__SET TASK__
Please take the part of the records that opens with the line containing "of the beach" and closes with the line containing "Query: beach grass", and write out only those lines again, swapping "beach grass" for "dune grass" and keeping everything else the same.

__INPUT FOR THIS TASK__
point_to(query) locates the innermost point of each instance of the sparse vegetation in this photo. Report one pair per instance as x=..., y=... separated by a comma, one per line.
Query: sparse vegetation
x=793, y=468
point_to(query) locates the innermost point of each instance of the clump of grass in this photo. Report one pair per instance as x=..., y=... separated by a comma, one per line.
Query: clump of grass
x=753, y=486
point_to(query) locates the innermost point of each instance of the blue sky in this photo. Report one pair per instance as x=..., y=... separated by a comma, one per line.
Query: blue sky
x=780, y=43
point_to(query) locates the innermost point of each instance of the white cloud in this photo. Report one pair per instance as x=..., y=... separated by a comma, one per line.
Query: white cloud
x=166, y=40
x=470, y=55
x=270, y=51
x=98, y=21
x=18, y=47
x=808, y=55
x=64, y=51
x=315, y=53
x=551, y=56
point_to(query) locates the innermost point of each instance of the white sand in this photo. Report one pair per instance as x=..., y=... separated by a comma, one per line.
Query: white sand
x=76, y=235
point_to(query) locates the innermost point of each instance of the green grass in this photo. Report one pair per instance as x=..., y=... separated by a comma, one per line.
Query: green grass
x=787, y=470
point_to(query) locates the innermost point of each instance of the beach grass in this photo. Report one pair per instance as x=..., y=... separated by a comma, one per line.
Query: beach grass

--

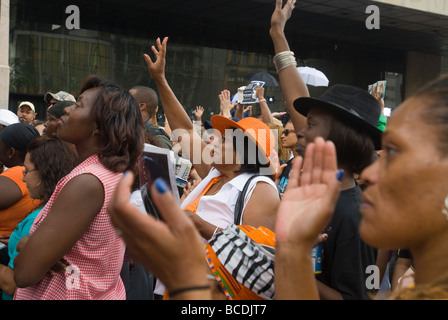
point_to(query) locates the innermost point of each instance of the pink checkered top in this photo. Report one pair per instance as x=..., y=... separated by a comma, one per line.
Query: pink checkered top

__RESPONSE TO THE TASK__
point_to(query) locates the innermost point of each instance of the dune grass in this photo. Report one pair per instance as x=..., y=... separated by a comma, one per line.
Query: dune grass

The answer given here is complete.